■ Problem:
Print the records below line for line, without changing a single character.

■ Items:
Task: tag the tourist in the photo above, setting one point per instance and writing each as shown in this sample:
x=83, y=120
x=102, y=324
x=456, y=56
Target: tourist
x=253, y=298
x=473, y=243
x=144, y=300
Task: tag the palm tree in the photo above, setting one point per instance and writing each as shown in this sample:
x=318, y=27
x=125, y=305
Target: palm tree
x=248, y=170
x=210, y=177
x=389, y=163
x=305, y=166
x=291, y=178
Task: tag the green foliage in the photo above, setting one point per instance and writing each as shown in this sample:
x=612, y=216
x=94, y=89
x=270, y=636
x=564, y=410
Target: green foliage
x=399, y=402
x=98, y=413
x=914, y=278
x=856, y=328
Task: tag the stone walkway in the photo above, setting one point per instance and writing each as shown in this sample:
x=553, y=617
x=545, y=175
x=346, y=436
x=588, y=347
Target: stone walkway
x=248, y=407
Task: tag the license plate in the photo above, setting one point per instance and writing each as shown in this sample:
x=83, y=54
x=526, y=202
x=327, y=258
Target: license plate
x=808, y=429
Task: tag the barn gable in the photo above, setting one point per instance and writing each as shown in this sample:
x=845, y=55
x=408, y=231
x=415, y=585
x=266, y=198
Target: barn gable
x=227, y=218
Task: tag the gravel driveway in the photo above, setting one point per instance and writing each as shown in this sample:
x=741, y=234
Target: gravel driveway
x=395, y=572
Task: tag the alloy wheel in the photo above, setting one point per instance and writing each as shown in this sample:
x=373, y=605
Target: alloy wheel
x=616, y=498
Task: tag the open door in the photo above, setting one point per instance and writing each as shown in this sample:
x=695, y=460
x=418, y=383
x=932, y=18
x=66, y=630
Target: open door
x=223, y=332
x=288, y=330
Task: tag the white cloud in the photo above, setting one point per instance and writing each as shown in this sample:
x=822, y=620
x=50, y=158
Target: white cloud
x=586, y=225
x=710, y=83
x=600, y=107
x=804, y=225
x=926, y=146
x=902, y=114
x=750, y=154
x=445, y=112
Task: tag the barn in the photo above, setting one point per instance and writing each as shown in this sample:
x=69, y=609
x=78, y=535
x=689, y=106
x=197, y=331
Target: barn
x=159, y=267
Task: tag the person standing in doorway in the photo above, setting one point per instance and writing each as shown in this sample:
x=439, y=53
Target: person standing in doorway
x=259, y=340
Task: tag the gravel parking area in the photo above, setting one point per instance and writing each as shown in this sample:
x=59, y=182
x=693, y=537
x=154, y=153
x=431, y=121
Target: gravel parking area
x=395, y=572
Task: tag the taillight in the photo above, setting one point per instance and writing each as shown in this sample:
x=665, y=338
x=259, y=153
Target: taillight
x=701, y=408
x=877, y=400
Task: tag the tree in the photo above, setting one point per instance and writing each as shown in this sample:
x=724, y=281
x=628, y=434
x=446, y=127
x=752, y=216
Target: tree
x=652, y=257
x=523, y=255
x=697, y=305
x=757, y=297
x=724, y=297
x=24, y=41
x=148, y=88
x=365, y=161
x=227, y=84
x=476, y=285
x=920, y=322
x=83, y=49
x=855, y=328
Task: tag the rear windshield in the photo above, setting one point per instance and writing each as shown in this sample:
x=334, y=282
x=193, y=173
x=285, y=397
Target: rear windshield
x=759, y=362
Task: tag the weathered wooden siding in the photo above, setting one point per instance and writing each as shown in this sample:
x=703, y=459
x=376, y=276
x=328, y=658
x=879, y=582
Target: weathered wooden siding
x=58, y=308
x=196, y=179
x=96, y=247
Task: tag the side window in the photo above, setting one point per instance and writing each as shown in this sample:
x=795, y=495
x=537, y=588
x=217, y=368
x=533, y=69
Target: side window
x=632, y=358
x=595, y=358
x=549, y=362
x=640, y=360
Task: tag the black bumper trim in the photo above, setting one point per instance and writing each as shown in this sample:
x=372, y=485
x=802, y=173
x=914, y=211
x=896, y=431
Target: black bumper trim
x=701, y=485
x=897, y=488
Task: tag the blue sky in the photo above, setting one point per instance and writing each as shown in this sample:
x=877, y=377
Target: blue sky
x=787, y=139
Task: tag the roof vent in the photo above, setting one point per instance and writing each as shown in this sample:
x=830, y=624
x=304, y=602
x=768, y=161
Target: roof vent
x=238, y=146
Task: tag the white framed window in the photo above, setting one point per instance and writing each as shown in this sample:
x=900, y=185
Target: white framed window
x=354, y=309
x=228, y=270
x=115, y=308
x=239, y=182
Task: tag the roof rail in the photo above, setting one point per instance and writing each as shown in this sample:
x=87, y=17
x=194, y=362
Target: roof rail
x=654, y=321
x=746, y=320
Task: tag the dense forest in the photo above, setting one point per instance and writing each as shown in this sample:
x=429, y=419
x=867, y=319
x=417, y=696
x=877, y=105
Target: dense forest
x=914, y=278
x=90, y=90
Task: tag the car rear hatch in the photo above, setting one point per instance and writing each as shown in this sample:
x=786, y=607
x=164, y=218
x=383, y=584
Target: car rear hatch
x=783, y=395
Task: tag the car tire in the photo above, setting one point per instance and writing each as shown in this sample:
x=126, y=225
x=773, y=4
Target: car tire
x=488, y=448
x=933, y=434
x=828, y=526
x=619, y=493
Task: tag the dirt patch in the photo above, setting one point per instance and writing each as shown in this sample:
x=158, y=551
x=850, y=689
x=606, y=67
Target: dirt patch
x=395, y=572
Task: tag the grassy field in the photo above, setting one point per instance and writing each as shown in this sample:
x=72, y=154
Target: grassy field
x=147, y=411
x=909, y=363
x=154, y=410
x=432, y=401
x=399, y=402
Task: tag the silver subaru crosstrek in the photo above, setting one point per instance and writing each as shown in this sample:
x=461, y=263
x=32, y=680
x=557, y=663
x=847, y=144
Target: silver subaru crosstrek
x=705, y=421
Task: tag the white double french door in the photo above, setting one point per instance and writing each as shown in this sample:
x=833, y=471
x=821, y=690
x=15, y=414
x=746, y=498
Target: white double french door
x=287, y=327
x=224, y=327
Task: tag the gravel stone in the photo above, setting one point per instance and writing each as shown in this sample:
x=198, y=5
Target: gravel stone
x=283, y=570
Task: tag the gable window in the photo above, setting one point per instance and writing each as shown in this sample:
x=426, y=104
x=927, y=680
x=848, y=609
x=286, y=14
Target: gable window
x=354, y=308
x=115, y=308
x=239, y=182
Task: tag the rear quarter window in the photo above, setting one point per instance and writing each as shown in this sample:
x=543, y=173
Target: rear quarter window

■ Finished task:
Task: tag the tourist in the photo above, setting one point per instance and writing each as shown in this sample:
x=83, y=120
x=102, y=324
x=456, y=56
Target: tourist
x=253, y=298
x=473, y=243
x=144, y=300
Task: tag the palm tree in the photo above, setting one point per instance and writing each as shown in this sample:
x=318, y=27
x=125, y=305
Target: palm tree
x=248, y=170
x=210, y=177
x=389, y=163
x=305, y=166
x=291, y=178
Task: tag the green foliage in the photo above, setting one point per instance and writing each as shown in this sample:
x=612, y=216
x=94, y=89
x=270, y=636
x=564, y=410
Target: green foliage
x=399, y=402
x=98, y=413
x=914, y=278
x=856, y=328
Task: tag the stone walkway in the photo above, setting one point per instance and writing each as shown in this sample:
x=553, y=617
x=545, y=175
x=346, y=436
x=588, y=347
Target: stone walkway
x=248, y=407
Task: tag the license plate in the photo above, setting one point per instance and writing each as shown in this sample:
x=83, y=54
x=526, y=202
x=327, y=258
Target: license plate
x=808, y=429
Task: tag the barn gable in the photo above, setting one point per instance and writing each as shown in this sample:
x=845, y=55
x=408, y=231
x=415, y=585
x=266, y=198
Target: barn gable
x=227, y=218
Task: tag the gravel driveway in the photo above, setting one point per instance and writing each as shown in this sample:
x=741, y=234
Target: gravel driveway
x=395, y=572
Task: tag the alloy wheel in the photo above, setting one point per instance and writing each as shown in this sample:
x=373, y=605
Target: alloy wheel
x=616, y=498
Task: tag the open door in the photo above, setting one point per instance and writing each as shown in this sample:
x=695, y=460
x=418, y=383
x=932, y=18
x=66, y=630
Target: open door
x=223, y=332
x=288, y=330
Task: tag the white cloud in the photo above, setting one point per instance and writing each as shown in this sample:
x=822, y=620
x=50, y=158
Target: white cloud
x=586, y=225
x=710, y=83
x=600, y=107
x=804, y=225
x=926, y=146
x=902, y=114
x=750, y=154
x=445, y=112
Task: tag the barn in the photo above, setting one point per instance and writing each as shown in this sample:
x=69, y=609
x=78, y=535
x=689, y=106
x=197, y=331
Target: barn
x=159, y=267
Task: tag the person standing in doorway in the photo above, setting one point per instance and writing each as shown in this sample:
x=439, y=53
Target: person standing in doorway
x=259, y=340
Task: tag the gravel parking area in the photo above, setting one point per instance and writing each as shown in this sample:
x=59, y=182
x=693, y=537
x=154, y=153
x=431, y=121
Target: gravel parking area
x=395, y=572
Task: tag the taillight in the photo above, setting one point per instance and writing each as shown in this sample:
x=665, y=338
x=259, y=153
Target: taillight
x=701, y=408
x=877, y=400
Task: tag the tree in the photo above, setting one point per instance and writing each as shown in this sample:
x=724, y=281
x=628, y=434
x=446, y=127
x=752, y=216
Target: tree
x=652, y=257
x=523, y=255
x=697, y=305
x=757, y=297
x=724, y=297
x=24, y=41
x=148, y=88
x=365, y=161
x=227, y=84
x=476, y=285
x=920, y=322
x=83, y=49
x=855, y=328
Task: tag the rear windshield in the photo above, setting one point per instance and writing each as shown in this sample:
x=334, y=282
x=193, y=173
x=285, y=397
Target: rear windshield
x=759, y=362
Task: tag the weathered wooden siding in the photo above, setting one point per instance and writing each as shown in this sample:
x=703, y=459
x=376, y=276
x=328, y=658
x=879, y=582
Target: weathered wooden siding
x=58, y=308
x=196, y=179
x=96, y=247
Task: tag the side window in the photo above, setting one point per instance and writing each as shown in this sample:
x=795, y=495
x=537, y=588
x=217, y=368
x=533, y=69
Target: side window
x=632, y=358
x=595, y=358
x=549, y=362
x=640, y=360
Task: tag the black bumper trim in the photo above, setting one point per instance and writing each as shown in this sample:
x=372, y=485
x=802, y=173
x=914, y=211
x=896, y=431
Target: black bumper trim
x=701, y=485
x=897, y=488
Task: tag the blue sky in the photo above, setting one point per instance and writing each as shown in this sample:
x=877, y=377
Target: blue sky
x=787, y=139
Task: tag the roof vent in the photo above, setting one point per instance and writing each as shown in this sample:
x=830, y=624
x=304, y=602
x=768, y=161
Target: roof vent
x=238, y=146
Task: tag the white framed window in the photo above, setting one point per instance and writing each as shown in this sample:
x=900, y=185
Target: white framed window
x=354, y=309
x=228, y=270
x=115, y=308
x=239, y=182
Task: tag the roof rail in the photo above, setting one point per instance and writing each as shown in this sample:
x=87, y=17
x=194, y=362
Target: roof rail
x=654, y=321
x=746, y=320
Task: tag the dense forest in the photo above, setting one point per instance and writing each as shown in this sample:
x=429, y=419
x=867, y=319
x=417, y=696
x=877, y=105
Target: dense forest
x=914, y=278
x=90, y=90
Task: tag the car rear hatch in the photo above, setting one point per instance and writing each as shown in this sample:
x=786, y=607
x=164, y=218
x=383, y=584
Target: car rear hatch
x=783, y=395
Task: tag the car tire in the photo above, setting one point per instance and writing each as shown in this sample:
x=126, y=225
x=773, y=4
Target: car tire
x=488, y=448
x=933, y=434
x=828, y=526
x=619, y=493
Task: tag the dirt patch in the photo above, setting one point per instance and writing each as shown in this sample:
x=158, y=551
x=850, y=689
x=606, y=67
Target: dirt patch
x=395, y=572
Task: tag the grassy field in the photo above, setting one point per instance and writing each as shown in this sample:
x=72, y=154
Target: grassy field
x=147, y=411
x=909, y=363
x=154, y=410
x=432, y=401
x=399, y=402
Task: tag the silver subaru crosstrek in the photo above, setting one point per instance and writing each as shown in this sample:
x=461, y=263
x=32, y=680
x=557, y=663
x=847, y=144
Target: silver subaru crosstrek
x=705, y=421
Task: tag the white double french door in the photo above, setting one point per instance and writing each as shown in this sample:
x=833, y=471
x=821, y=690
x=15, y=414
x=746, y=498
Target: white double french door
x=287, y=327
x=224, y=327
Task: tag the gravel stone in the photo above, setting one point per instance and writing each as shown in this sample:
x=198, y=5
Target: gravel stone
x=283, y=570
Task: tag the gable window in the photo above, setting one point per instance and writing each as shown in this sample:
x=426, y=104
x=927, y=680
x=848, y=609
x=286, y=14
Target: gable window
x=354, y=308
x=115, y=308
x=239, y=182
Task: tag the rear quarter window in the photo above, setting one point per instance and writing each as shown in this sample:
x=543, y=173
Target: rear quarter window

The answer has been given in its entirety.